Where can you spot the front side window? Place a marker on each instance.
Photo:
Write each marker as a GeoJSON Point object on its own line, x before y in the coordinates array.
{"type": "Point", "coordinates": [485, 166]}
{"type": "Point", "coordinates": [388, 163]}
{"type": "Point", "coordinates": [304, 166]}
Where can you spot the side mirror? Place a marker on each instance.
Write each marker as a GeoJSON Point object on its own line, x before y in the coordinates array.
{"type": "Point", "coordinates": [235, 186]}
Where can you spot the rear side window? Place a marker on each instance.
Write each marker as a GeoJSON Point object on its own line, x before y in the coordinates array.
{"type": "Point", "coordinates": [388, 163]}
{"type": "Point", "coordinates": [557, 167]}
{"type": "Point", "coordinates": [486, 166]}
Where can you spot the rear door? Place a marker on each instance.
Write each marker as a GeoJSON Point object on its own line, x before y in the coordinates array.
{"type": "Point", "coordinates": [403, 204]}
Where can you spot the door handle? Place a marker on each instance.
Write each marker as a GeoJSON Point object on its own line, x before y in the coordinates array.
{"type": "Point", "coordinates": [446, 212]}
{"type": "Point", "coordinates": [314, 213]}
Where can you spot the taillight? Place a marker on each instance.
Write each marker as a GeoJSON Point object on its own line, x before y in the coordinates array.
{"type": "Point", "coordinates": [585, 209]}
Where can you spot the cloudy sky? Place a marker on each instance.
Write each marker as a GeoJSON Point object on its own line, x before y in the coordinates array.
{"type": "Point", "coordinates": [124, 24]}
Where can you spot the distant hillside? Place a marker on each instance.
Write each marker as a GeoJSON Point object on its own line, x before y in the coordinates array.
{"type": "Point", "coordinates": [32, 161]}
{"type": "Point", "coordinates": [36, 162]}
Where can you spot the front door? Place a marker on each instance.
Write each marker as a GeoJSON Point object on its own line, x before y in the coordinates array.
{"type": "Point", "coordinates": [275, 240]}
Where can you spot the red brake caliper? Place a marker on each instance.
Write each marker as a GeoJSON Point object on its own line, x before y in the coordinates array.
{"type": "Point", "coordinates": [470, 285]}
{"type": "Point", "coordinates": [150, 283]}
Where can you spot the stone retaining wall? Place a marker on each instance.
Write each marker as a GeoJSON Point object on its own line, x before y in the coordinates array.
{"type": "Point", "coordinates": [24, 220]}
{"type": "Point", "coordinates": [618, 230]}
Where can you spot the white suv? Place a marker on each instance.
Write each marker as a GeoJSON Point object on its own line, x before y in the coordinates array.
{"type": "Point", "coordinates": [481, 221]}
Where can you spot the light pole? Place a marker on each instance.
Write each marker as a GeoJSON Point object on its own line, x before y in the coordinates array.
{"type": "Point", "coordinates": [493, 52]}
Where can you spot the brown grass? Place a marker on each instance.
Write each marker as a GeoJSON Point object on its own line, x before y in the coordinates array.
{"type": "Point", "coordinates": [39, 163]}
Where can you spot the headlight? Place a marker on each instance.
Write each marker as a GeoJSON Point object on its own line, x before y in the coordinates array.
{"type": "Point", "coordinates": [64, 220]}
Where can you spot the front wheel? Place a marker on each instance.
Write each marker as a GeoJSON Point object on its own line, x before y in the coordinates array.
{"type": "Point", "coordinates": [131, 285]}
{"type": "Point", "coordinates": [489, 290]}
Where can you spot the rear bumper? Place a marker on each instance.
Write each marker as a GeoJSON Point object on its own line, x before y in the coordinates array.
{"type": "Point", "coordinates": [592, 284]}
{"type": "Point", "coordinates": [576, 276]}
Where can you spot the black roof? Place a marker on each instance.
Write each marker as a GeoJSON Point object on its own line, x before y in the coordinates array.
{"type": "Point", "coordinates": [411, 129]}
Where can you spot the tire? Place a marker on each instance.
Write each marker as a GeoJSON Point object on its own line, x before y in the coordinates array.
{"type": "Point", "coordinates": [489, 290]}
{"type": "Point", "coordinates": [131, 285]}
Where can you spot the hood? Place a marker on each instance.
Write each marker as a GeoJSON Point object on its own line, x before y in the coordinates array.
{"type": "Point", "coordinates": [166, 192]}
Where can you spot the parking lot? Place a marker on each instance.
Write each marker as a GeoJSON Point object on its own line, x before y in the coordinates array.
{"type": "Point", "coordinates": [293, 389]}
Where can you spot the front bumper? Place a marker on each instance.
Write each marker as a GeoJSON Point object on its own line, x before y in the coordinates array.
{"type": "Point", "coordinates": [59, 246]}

■ What to do
Exactly as they are written, print the entries again.

■ Task answer
Where can you spot the front side window? Place a marker on each instance.
Photo:
Write each marker as a GeoJSON Point object on its own line, x before y in the coordinates array.
{"type": "Point", "coordinates": [485, 166]}
{"type": "Point", "coordinates": [388, 163]}
{"type": "Point", "coordinates": [304, 166]}
Where can you spot the side mirror? Place a marker on each instance.
Write each marker as a GeoJSON Point object on its own line, x before y in the coordinates array.
{"type": "Point", "coordinates": [235, 186]}
Where can you spot the rear side window? Place a marker on each instance.
Write each marker as a GeoJSON Point object on its own line, x before y in the coordinates array.
{"type": "Point", "coordinates": [388, 163]}
{"type": "Point", "coordinates": [557, 167]}
{"type": "Point", "coordinates": [486, 166]}
Where can you spot the rear door? Place a marker on each instance.
Write each marker as a GeoJSON Point object on its own line, x before y in the coordinates array.
{"type": "Point", "coordinates": [403, 204]}
Where can you spot the door handle? Place a marker on each instance.
Write each marker as a GeoJSON Point object on its own line, x before y in the coordinates array.
{"type": "Point", "coordinates": [446, 212]}
{"type": "Point", "coordinates": [314, 213]}
Where can you spot the taillight? Place a marker on each instance.
Write each marker as a GeoJSON Point object on its own line, x before y in the coordinates array.
{"type": "Point", "coordinates": [585, 209]}
Where can you spot the cloudy sky? Place a marker on each instance.
Write each marker as a GeoJSON Point object on its own line, x before y in the coordinates array.
{"type": "Point", "coordinates": [124, 24]}
Where can you spot the distant hillside? Place a marker on each instance.
Write each marker as a GeoJSON Point object on its own line, x before y in the coordinates array.
{"type": "Point", "coordinates": [32, 161]}
{"type": "Point", "coordinates": [36, 162]}
Where can you spot the front door? Place a marker on each instance.
Write each marker as a GeoJSON Point object on its own line, x before y in the coordinates array.
{"type": "Point", "coordinates": [275, 240]}
Where can you spot the red brake caliper? Place a marker on each instance.
Write each marker as a GeoJSON Point object on its own line, x before y in the coordinates array.
{"type": "Point", "coordinates": [470, 285]}
{"type": "Point", "coordinates": [150, 283]}
Where can you spot the stone retaining wall? Place a marker on each instance.
Write each marker as a GeoJSON Point object on its own line, x before y in the coordinates array.
{"type": "Point", "coordinates": [24, 220]}
{"type": "Point", "coordinates": [618, 230]}
Where can you spot the white suv? Place a marker on each instance.
Write each marker as a GeoJSON Point object on its own line, x before y in the coordinates array.
{"type": "Point", "coordinates": [481, 221]}
Where can you spot the light pole? Place a marker on each instance.
Write each marker as a GeoJSON Point object on its own line, x before y in the coordinates array.
{"type": "Point", "coordinates": [493, 52]}
Where can you spot the brown grass? Place a marker on each instance.
Write each marker as a GeoJSON Point object on its own line, x before y in the coordinates array.
{"type": "Point", "coordinates": [39, 163]}
Where can you spot the headlight? Place a marker on each instance.
Write each marker as a GeoJSON Point object on its own line, x before y in the coordinates array.
{"type": "Point", "coordinates": [64, 220]}
Where can you spot the front wheel? Place a marker on each instance.
Write each marker as a GeoJSON Point object on its own line, x before y in the coordinates array.
{"type": "Point", "coordinates": [131, 285]}
{"type": "Point", "coordinates": [489, 290]}
Where can you spot the rear bumper? Place a marker on each instance.
Write each marker as a GeoJSON Point object on its own line, x before y in the coordinates array.
{"type": "Point", "coordinates": [592, 284]}
{"type": "Point", "coordinates": [576, 276]}
Where can you spot the black roof? Place a marker on each instance.
Write each marker as a GeoJSON Point object on its own line, x before y in the coordinates array.
{"type": "Point", "coordinates": [411, 129]}
Where can you spot the tire? Place a marker on each instance.
Write each marker as a GeoJSON Point object on its own line, x before y in the coordinates array.
{"type": "Point", "coordinates": [489, 290]}
{"type": "Point", "coordinates": [131, 285]}
Where can you spot the hood? Place a marker on each instance.
Write each marker as a GeoJSON Point object on its own line, x before y in the coordinates array.
{"type": "Point", "coordinates": [166, 192]}
Where can you spot the parking lot? Place a marker on each instance.
Write each marker as a GeoJSON Point object on its own line, x before y in the coordinates array.
{"type": "Point", "coordinates": [293, 389]}
Where can you spot the front bumper? Place a marker on each instance.
Write each marker as a GeoJSON Point object on its own line, x before y in the coordinates array.
{"type": "Point", "coordinates": [59, 246]}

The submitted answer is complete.